Extract
************

So it happened again, and I’m trying not to be annoyed.
First it was the homeless woman blocking me in the soda aisle at Ralphs. This time it was the homeless guy at the Arco gas station.
You can tell if you’ve lived in Los Angeles too long if you just smirked at that sentence. Because the Arco gas stations here attract more than their fair share of homeless people. I try to fill up at hours when I think they won’t be there and certainly, at 2pm on a Wednesday, you’d think I’d be safe as opposed to say, 8pm any night of the week, when they’re out in full force with the spray bottles and windshield wipers and no chance of escape.
I saw this guy before he saw me. I was inside the convenience store section trying to explain to the attendant that he had to reset my gas pump because it said it was in use when it clearly wasn’t. I glanced out the window and saw a politely dressed guy talking to a minivan owner in a way that made it clear that they weren’t together. Uh-oh.
My car’s in front of the minivan. I know I’m next. I’m doomed. Just doomed.
I maintain that it’s much easier to be a Christian anywhere in the film industry than it is to be a Christian and blow off a homeless person asking for a handout. It’s easier to defend my faith to my co-workers than to tell the person in front of the Rite Aid, the guy holding a Vietnam vet sign at the corner of San Vincente and La Cienega, the woman at the Laurel Canyon off ramp of the 101, the couple hanging around outside the Subway at Sunset and Crescent Heights that, “Sorry, I don’t have anything.”
But it’s a slippery slope. You give to one, you feel bad if you don’t give to them all. And you CAN’T give to them all, there’s too many of them. They should mobilize themselves into a ragtag army and take over the Cheesecake Factory at the Grove or something.
And yet Jesus said to Peter, “Feed my sheep.” Did he mean, “No, that guy with the Vietnam vet sign is a big liar, so no, you don’t have to give him anything. The other guy is probably gonna buy booze, that woman is just lazy, if they really wanted to improve their situation they’d ask for a ride to a social services place, blah blah blah.”

************

Dataset excerpt
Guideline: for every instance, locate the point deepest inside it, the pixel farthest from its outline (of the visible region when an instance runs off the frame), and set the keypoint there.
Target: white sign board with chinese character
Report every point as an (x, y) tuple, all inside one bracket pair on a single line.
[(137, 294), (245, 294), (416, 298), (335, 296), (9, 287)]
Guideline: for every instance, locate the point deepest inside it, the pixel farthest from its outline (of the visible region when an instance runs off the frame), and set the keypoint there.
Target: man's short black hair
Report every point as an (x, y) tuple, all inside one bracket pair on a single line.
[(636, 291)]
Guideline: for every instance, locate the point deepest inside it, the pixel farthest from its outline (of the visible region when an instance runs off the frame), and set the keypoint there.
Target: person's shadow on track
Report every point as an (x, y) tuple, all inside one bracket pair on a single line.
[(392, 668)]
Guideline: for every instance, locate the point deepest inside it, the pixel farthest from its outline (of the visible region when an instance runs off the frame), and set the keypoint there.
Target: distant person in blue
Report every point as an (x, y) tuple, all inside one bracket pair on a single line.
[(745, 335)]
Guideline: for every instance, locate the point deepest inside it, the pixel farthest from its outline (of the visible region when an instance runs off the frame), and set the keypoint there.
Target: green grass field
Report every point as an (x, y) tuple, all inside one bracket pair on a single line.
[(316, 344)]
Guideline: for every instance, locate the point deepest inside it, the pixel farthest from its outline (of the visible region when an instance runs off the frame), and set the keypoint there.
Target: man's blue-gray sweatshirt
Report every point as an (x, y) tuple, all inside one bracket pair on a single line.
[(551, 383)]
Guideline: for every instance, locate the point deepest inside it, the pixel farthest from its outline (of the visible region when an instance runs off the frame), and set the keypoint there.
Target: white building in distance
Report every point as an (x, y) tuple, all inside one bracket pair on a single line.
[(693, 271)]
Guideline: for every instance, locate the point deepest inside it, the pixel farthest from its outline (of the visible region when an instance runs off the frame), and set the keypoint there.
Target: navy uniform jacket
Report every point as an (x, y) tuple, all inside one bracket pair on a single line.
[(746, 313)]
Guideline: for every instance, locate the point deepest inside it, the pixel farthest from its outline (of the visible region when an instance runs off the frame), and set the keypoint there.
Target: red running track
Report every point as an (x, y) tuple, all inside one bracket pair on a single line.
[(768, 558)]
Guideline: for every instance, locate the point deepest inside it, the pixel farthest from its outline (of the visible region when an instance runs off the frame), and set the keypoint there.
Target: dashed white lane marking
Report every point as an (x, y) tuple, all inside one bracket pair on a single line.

************

Work instructions
[1] The post on homeless people in Los Angeles names several people whom the writer finds it hard to tell "Sorry, I don't have anything." List each of them, including where each one is found.
[2] Quote the post on homeless people in Los Angeles word for word, starting with "I saw this guy" and going on through "doomed. Just doomed.".

Problem solutions
[1]
- The person in front of the Rite Aid
- The guy holding a Vietnam vet sign at the corner of San Vincente and La Cienega
- The woman at the Laurel Canyon off ramp of the 101
- The couple hanging around outside the Subway at Sunset and Crescent Heights

[2]
I saw this guy before he saw me. I was inside the convenience store section trying to explain to the attendant that he had to reset my gas pump because it said it was in use when it clearly wasn’t. I glanced out the window and saw a politely dressed guy talking to a minivan owner in a way that made it clear that they weren’t together. Uh-oh.
My car’s in front of the minivan. I know I’m next. I’m doomed. Just doomed.